§ **AIM OF THE EXERCISE**
Continue the court account of the Bryars-Hadley shooting below, not the listing, from where it stops.

§ **SELECTION**
************
The Bryars - Hadley Feud in Baldwin County

 

From the Court Documents:

Supreme Court: Hadley v. The State. From the Circuit Court of Baldwin. Tried before the Hon. H. T. Toulmin.

The defendants in this case, James Hadley and James M. Hadley, were jointly indicted and tried, together with Jesse Hadley, Thomas Stewart, and Howell Pitcher, for the murder of Green B. Bryars; pleaded not guilty to the indictment; were convicted of murder in the second degree, and sentenced to imprisonment in the penitentiary for the term of ten years, while a verdict of not guilty was returned as to the other defendents. The circumstances attending the homicide, as disclosed by the evidence adduced on the trial, are thus stated in the bill of exceptions: There was evidence tending to show, on the part of the State, that the parties lived about seven miles apart in the northern part of Baldwin county, and were stock-raisers; that on the Saturday before the killing they (that is, James Hadley, James M. Hadley, Jesse Hadley, and Green B. Bryars) were together at the house of said Green B. Bryars, and were friendly, and parted friendly, to meet again on Monday morning, and to go to a fork two or three miles from the house to drive out some sheep belonging to Hadley, and separate them from the sheep of said Bryars.

On Monday morning, all five defendants came to the fence of one of Bryars's lots, which was near the road leading from, and about one hundred yards from his house. All of them were mounted except one, and all armed with guns, and were first outside of the fence, opposite said Green B. Bryars, who stood by his plow, just inside of his lot, where he had been plowing before the defendants came up. Larry Bryars, one of his sons, had been to the house for water, and had just returned to his father, whom he had been helping to plow, as the defendants came up, and was standing outside of the fence, a few steps from his father. Wiley J. Bryars, another son, came from the house towards the place where his father and the defendents were; and when he came within about thirty steps of them, the deceased had left his plow, and got over the fence, and walked a few steps in the direction of the house, when he called out, 'Boys, come here."

This call attracted the attention of John and Joseph Bryars, who were at the house, and of his wife and daughter, Mrs. Elizabeth Bryars and Bettie Bryars, who were in the yard, near the gate. Immediately on the deceased calling for his boys, the defendants dismounted from their horses, and James Hadley, being about five steps from the deceased, leveled his gun at the deceased, and shot him with both barrels. The deceased fell instantly; and about the same time, James M. Hadley shot him with one barrel of his gun, and then shot the other barrel at Larry, who stood near his father; from which shot Larry fell. About the same time, all of the other defendants pointed their guns in the direction of Larry and Wiley, who were in the same direction from the defendants, and fired; Larry being then down on the ground, and Wiley going towards the house. Wiley was shot in the back and the thigh and head. The deceased, Green B. Bryars, Larry, and Wiley, were dressed in their working clothes, were in their shirt-sleeves, and had no arms or weapons of any sort.

The evidence tended to show that the deceased, at the time he was shot, had in his left hand a small stick, about two feet long, and an inch and a half in dameter. Very soon after this shooting, Joseph Bryars started from the house, with his gun, and reached within about fifty yards of the defendants, when he was shot in the head, and killed; and the evidence tended to show that he did not fire his gun. John Bryars was advancing a short distance behind Joseph, with two guns, and he received a shot in the arm. He immediately returned the fire, discharging both barrels of his gun, and turned to get the other gun, which he had put down, when he received a second shot in the foot.
************
§ **GIVEN RECORDS**
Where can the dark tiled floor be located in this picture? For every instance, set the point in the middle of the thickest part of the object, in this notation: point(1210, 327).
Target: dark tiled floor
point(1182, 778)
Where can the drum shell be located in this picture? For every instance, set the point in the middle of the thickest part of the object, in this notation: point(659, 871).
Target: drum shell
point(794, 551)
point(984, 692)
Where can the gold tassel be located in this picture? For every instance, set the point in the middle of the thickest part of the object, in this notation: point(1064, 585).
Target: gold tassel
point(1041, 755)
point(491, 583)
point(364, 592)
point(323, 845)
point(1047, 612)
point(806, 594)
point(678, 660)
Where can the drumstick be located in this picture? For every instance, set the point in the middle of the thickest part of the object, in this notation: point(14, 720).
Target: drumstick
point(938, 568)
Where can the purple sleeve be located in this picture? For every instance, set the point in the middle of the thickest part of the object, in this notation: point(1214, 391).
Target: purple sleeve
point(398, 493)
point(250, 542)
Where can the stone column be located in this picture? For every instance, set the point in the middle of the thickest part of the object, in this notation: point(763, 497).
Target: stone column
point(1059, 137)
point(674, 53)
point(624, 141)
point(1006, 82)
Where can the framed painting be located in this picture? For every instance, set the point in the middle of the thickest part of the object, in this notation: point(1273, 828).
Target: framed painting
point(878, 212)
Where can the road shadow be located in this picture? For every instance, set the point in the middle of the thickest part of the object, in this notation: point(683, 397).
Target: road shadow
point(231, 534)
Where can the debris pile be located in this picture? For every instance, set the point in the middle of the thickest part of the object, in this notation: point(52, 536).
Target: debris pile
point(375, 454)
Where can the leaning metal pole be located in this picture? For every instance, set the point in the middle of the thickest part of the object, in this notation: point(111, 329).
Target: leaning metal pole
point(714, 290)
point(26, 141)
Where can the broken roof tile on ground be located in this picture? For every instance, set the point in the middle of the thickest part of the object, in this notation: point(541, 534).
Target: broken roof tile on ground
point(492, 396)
************
§ **RESPONSE**
Green B. Bryars, Larry Bryars, and Joseph Bryars were all killed, and Wiley and John wounded, in a few moments of time, and with a short time, not exceeding ten minutes, after the devendants arrived there. The defendants remounted their horses, and left in the direction whence they came; and the evidence tended to show that they went towards the house of James Hadley, and from there to the woods. One Renfro testified, on the part of the State, that the defendant Pitcher was in his employ, getting timber, and came by his camp about sunrise on the morning of the killing, and told him that he was going to fight a duel with old man Bryars that morning and would be back to his work about twelve o'clock that day; that said Pitcher then left his camp, with a gun, and went in the direction of Bryars's house, which was two or three miles distant. The killing took place about eight o'clock in the morning.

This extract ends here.